#### Work instructions
Set down each line of the data below exactly as it stands, dropping the pictures.

#### Data rows
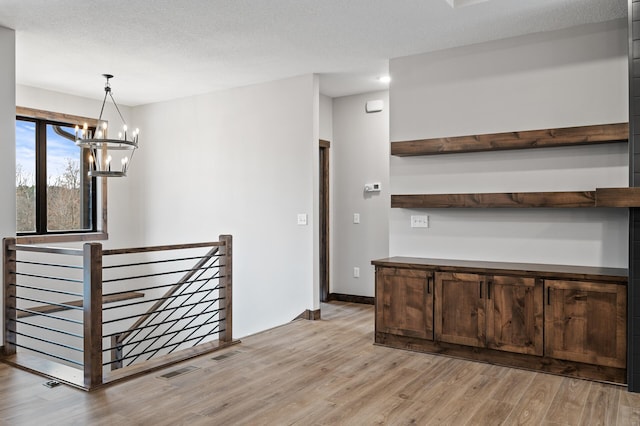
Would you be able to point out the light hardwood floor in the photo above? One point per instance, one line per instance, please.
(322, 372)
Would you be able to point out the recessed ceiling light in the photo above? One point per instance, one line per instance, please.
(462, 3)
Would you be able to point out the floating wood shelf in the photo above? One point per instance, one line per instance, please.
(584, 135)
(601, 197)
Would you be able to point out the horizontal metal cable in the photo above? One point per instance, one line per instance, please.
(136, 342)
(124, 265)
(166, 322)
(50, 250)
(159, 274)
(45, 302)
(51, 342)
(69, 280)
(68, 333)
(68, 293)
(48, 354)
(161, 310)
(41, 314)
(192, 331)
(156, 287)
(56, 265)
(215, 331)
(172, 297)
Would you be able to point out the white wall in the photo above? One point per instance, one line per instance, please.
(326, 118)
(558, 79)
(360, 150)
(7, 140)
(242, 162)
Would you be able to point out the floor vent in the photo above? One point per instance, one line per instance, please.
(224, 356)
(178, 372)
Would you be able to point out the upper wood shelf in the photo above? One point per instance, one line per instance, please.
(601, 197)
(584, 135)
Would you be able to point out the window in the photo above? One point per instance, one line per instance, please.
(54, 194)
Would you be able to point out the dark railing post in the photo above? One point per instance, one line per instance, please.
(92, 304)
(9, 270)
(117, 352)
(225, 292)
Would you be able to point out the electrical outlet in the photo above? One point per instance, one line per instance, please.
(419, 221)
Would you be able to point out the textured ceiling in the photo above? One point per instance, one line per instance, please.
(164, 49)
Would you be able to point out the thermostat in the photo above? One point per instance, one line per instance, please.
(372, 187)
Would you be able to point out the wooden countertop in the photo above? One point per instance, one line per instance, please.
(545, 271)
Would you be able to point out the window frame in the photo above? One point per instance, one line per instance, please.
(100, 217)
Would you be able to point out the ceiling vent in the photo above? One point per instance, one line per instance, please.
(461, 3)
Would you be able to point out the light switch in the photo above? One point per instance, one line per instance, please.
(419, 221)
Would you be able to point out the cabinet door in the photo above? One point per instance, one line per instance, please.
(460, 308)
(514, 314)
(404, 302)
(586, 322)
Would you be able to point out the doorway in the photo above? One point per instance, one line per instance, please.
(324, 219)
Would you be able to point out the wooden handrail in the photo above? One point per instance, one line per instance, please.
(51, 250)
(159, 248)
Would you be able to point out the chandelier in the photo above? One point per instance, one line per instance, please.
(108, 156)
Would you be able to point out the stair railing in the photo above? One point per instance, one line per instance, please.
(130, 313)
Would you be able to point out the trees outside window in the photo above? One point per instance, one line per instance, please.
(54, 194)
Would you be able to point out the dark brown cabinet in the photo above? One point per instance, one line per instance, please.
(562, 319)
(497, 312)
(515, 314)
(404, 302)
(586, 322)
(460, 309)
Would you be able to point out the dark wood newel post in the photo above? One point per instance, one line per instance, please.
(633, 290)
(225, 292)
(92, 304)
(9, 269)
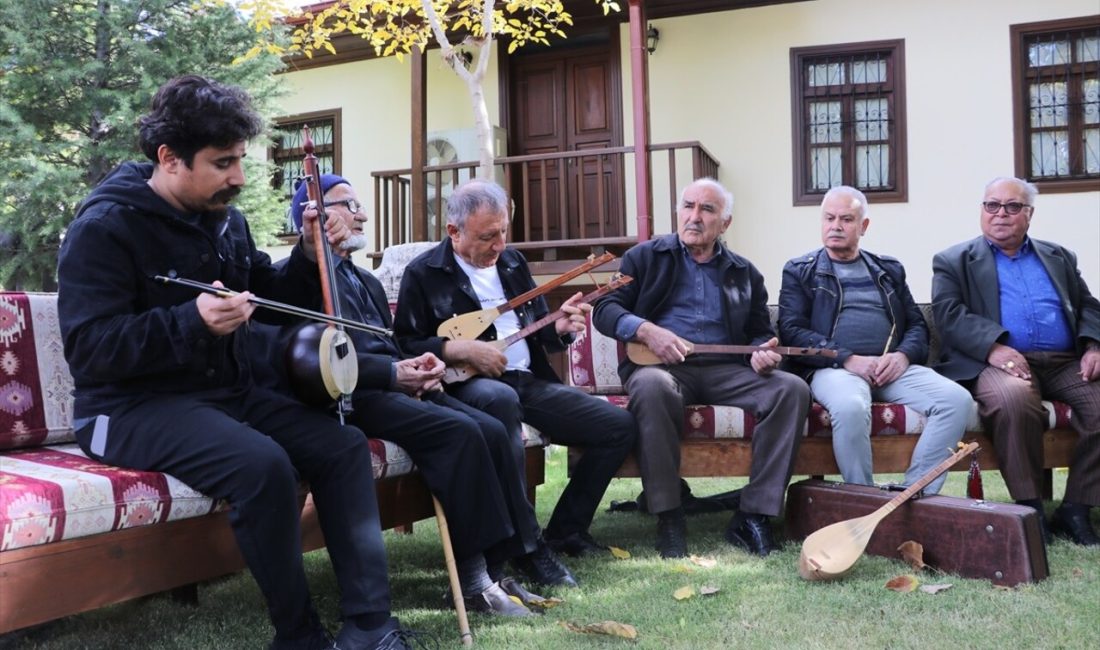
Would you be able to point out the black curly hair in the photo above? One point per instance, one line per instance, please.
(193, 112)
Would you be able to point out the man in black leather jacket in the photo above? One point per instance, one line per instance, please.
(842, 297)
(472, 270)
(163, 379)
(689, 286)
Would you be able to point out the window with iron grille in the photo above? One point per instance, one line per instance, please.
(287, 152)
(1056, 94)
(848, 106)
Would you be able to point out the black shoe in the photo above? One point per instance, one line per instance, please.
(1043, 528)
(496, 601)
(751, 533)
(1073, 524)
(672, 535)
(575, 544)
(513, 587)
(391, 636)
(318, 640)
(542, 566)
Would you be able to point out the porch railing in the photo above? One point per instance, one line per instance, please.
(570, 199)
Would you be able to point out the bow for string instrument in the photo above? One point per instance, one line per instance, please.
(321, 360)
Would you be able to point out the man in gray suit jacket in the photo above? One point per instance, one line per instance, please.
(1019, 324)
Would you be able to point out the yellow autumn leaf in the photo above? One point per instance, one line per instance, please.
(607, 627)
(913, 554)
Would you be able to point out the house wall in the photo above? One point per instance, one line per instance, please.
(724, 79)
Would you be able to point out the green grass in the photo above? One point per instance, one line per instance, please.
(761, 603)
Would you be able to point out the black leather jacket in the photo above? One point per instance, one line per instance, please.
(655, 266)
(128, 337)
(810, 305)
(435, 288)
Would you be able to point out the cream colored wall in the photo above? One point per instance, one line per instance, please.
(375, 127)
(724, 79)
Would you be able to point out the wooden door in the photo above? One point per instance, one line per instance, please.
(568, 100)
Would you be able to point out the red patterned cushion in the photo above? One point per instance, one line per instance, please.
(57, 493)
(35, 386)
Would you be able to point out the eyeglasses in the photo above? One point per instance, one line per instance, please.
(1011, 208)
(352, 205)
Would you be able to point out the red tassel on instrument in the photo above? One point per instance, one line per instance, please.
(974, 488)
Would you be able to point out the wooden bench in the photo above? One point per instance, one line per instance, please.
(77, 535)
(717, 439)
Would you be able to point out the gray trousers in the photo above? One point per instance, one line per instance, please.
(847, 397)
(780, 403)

#### Solution
Would you be able to point out the light hardwood floor in the photo above? One point per instance, one line per instance, please.
(322, 372)
Would you be able to point out the recessed ceiling light in the photo above? One point per instance, one line per instance, please.
(462, 3)
Would you be able to point out the floating wood shelf in the photo above? One point per instance, one line per instance, please.
(584, 135)
(601, 197)
Would you be able to point out the horizontal metal cable in the photo above? One point per instance, one line per instance, please.
(136, 342)
(124, 265)
(166, 322)
(50, 250)
(159, 274)
(45, 302)
(51, 342)
(69, 280)
(68, 333)
(68, 293)
(48, 354)
(161, 310)
(41, 314)
(192, 331)
(156, 287)
(56, 265)
(215, 331)
(172, 297)
Would you be able to point out the white wall in the photo above? One point per instance, one line per instance, please.
(326, 118)
(558, 79)
(360, 150)
(7, 140)
(242, 162)
Would you be able to point out the floor vent in the photo above? One point per instance, one line per instance, please.
(224, 356)
(178, 372)
Would you be able to point out the upper wood shelf in the photo above? One point per instance, one line per instance, please.
(601, 197)
(584, 135)
Would you be able to point out the window in the photo above? One point per instance, one line per instance, please.
(54, 194)
Would you be able to point out the dark railing post in the photo above? One point per instance, one line per instance, please.
(92, 304)
(9, 270)
(117, 352)
(225, 292)
Would you be able to point out the electrical outlet in the photo above? One point per instance, one line per instance, please.
(419, 221)
Would you be able to point out the textured ceiling in the photo above? One point per instance, one line per instance, please.
(164, 49)
Would you be able to point out the thermostat in the photo above? One point per instance, one line per instance, please.
(372, 187)
Would you be able to point out the wooden countertop in the photo above? One point per instance, one line per instance, please.
(545, 271)
Would you be able to point out the window frame in the photo above? One point per instance, one line per instance, please.
(100, 217)
Would you be able to point out the ceiling vent in the photo above? One point per instance, one line per instance, please.
(461, 3)
Would you be able to point out the light switch in the photo above? One point per instance, one line per instance, please.
(419, 221)
Would you be able to point out the cabinet door in the photo above? One point per instance, one line per instance, please.
(460, 308)
(514, 314)
(404, 302)
(586, 322)
Would you be able to point out the doorway in the photo above? One point per instance, one line per instance, please.
(324, 219)
Would you be able to point out the wooden handrail in the photo above? One point per instance, one line per instance, please.
(51, 250)
(159, 248)
Would you be able to point out the chandelier in the photo above? One point per instance, one line per instance, please.
(108, 156)
Would you be able to point out the stair railing in the photo above? One point per instance, one line per instance, please.
(130, 313)
Would you be able to point out the trees outside window in the photo above? One point per instance, one line per instance, please.
(54, 194)
Would you be able to point out the dark brown cabinet in the photo above? One point per instance, one line per instance, please.
(562, 319)
(497, 312)
(515, 314)
(404, 302)
(586, 322)
(460, 309)
Would you be able to point out the dark wood newel post in the photo above? One point per instance, one line per instance, please.
(633, 290)
(225, 292)
(92, 304)
(9, 269)
Would you be able to point out the black curly hair in the photo above? One point per instance, one line per instance, please.
(193, 112)
Would you be able to point out the man in black leather jacket in the photo above? One point per instance, one line per instance, please.
(842, 297)
(472, 270)
(163, 379)
(689, 286)
Would you be able to point out the window with iron grille in the photo above? One point per instance, one line per instance, please.
(287, 152)
(1056, 94)
(848, 106)
Would you be able to point out the black shoe in the photo above? One point per instance, one line per instance, please.
(1043, 528)
(496, 601)
(751, 533)
(1073, 524)
(672, 535)
(575, 544)
(513, 587)
(391, 636)
(318, 640)
(542, 566)
Would you be able to point out the porch railing in the photo above? One point per instance, one line per instance, please.
(570, 199)
Would you be able to point out the bow for string instrument in the photo above? One point per instance, one line per instance, please.
(321, 360)
Would you be able to point out the man in gray suit jacket in the photo above? One point per instance, one line per instance, please.
(1019, 324)
Would you be able to point out the yellow autumn leaf in the photo above? One point per instance, one line per instance, please.
(607, 627)
(913, 554)
Would you be able to point out the house wall in the photo above? One point per instance, one line per instance, please.
(724, 79)
Would you be able to point out the green grass in the photo above? One point per instance, one line per instance, please.
(761, 603)
Would you be able to point out the black leather jacket in the photo above? One point per instance, one line per instance, please.
(655, 266)
(128, 337)
(810, 305)
(435, 288)
Would you be able to point out the cream colored wall in the photo above? One point per instance, one line per instance, please.
(375, 127)
(724, 79)
Would you be able to point out the wooden door in the photo above? One point per instance, one line per instance, please.
(568, 100)
Would you be able to point out the red patterned cushion in the photo above? One point per instance, one line per instance, please.
(57, 493)
(35, 386)
Would you be able to point out the eyeglasses in the photo above? One point per instance, one line per instance, please.
(1011, 208)
(352, 205)
Would you be able to point out the red tassel on instrument in the photo above? One point per instance, one line per instance, please.
(974, 488)
Would you be able to point out the wooden bench in the photo above? One point per instance, one line per instance, please.
(77, 535)
(717, 439)
Would you be able to point out the gray trousers in the photo above? One point per instance, one line per instance, please.
(847, 397)
(780, 403)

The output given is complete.